**Source text:**
= Independencia Avenue (Santiago de Chile) =

Avenue in Santiago, Chile

The Avenida Independencia (known as Camino de Chile during the colonial era, and known as La Cañadilla from mid-18th century until the beginning of the Patria Nueva) is a major north-south thoroughfare in Santiago de Chile, running 8.1 km through the districts of Conchalí and Independencia, giving its name to the latter. The name comes from the fact that on February 13, 1817, following the Battle of Chacabuco (a key event in the Chilean Independence), the Army of the Andes camped in the area known presently as Plaza Chacabuco, and moved along the road to make a triumphal entry into Santiago.

== History ==
This avenue was originally a branch of the Inca road system, named Camino de Chile, and was for several centuries the main road access to the city. The Spanish conquistadors Diego de Almagro and Pedro de Valdivia arrived on the banks of the Mapocho River following this road.

The original name was used until mid-18th century, when casaquintas were built on the sides of this road and began to be called La Cañadilla, meaning small Cañada, which was the name given to the Alameda during that period.

On February 13, 1817, the first troops of the Army of the Andes arrived at the present-day Plaza Chacabuco, so-called in commemoration of the battle fought the previous day.

Since the 1950s, the district of Independencia began to be turned into a commercial area, after having undergone urban decay for decades.

== Notable buildings ==
- Iglesia del Monasterio del Carmen Bajo de San Rafael
- Cervecería Ebner

== Transport ==
Line 3 of the Santiago Metro runs under the entire length of the avenue, stopping at Cardenal Caro, Vivaceta, Conchalí, Plaza Chacabuco and Hospitales metro stations.

**Referring-expression pointing data:**
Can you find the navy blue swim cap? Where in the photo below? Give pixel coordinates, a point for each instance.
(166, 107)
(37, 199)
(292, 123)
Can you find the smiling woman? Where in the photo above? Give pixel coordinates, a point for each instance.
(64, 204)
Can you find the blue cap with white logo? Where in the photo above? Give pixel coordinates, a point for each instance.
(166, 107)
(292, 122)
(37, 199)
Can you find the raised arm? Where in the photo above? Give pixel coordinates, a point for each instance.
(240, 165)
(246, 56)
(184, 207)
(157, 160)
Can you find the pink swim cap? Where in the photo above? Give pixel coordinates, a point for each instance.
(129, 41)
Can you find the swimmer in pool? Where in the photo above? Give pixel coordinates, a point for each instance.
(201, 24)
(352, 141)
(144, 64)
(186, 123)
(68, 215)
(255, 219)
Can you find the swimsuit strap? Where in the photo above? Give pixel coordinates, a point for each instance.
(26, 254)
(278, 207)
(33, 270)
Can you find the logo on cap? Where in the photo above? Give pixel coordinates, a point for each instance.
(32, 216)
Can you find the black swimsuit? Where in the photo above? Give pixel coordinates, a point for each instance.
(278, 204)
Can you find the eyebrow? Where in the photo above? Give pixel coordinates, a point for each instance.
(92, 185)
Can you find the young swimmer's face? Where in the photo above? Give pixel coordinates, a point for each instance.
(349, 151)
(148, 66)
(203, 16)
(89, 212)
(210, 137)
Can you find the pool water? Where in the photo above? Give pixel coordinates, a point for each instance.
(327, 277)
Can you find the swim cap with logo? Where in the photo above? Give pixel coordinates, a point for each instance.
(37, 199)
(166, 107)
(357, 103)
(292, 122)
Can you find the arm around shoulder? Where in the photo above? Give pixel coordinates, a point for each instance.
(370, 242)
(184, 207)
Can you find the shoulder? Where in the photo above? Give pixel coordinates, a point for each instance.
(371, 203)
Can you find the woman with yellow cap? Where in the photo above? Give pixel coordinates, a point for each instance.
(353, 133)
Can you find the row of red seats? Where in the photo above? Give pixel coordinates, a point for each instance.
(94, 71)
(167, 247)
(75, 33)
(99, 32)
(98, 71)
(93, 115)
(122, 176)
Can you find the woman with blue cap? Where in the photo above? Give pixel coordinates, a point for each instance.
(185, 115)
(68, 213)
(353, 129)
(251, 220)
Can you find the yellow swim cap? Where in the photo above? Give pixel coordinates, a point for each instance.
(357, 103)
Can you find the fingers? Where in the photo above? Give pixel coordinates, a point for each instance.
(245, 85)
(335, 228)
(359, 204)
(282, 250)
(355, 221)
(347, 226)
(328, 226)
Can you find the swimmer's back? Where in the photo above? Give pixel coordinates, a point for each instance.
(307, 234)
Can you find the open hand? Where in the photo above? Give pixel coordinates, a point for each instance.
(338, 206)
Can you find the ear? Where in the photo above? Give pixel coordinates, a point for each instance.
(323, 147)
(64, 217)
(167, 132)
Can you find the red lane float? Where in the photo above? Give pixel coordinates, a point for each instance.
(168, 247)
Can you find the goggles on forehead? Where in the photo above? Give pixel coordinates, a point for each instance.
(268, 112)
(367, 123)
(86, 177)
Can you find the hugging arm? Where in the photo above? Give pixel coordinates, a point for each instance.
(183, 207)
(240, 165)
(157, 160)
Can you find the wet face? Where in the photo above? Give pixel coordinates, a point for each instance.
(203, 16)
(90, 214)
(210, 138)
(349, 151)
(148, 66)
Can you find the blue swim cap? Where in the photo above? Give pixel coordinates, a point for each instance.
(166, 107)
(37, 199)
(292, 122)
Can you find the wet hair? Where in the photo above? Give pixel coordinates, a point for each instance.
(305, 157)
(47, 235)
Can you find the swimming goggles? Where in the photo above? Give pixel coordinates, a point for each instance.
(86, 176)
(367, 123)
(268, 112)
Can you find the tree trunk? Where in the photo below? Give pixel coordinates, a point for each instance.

**Assignment A:**
Answer these questions using the Independencia Avenue text:
(i) How many kilometers does the avenue run?
(ii) Which two Spanish conquistadors reached the Mapocho River by following this road?
(iii) Which line of the Santiago Metro runs under the avenue?
**Assignment B:** From the Independencia Avenue text, reproduce word for word everything from "The Avenida Independencia" down to "following this road.".
The records above are material separate from the avenue text.

**Response area A:**
(i) 8.1 km
(ii) Diego de Almagro and Pedro de Valdivia
(iii) Line 3

**Response area B:**
The Avenida Independencia (known as Camino de Chile during the colonial era, and known as La Cañadilla from mid-18th century until the beginning of the Patria Nueva) is a major north-south thoroughfare in Santiago de Chile, running 8.1 km through the districts of Conchalí and Independencia, giving its name to the latter. The name comes from the fact that on February 13, 1817, following the Battle of Chacabuco (a key event in the Chilean Independence), the Army of the Andes camped in the area known presently as Plaza Chacabuco, and moved along the road to make a triumphal entry into Santiago.

== History ==
This avenue was originally a branch of the Inca road system, named Camino de Chile, and was for several centuries the main road access to the city. The Spanish conquistadors Diego de Almagro and Pedro de Valdivia arrived on the banks of the Mapocho River following this road.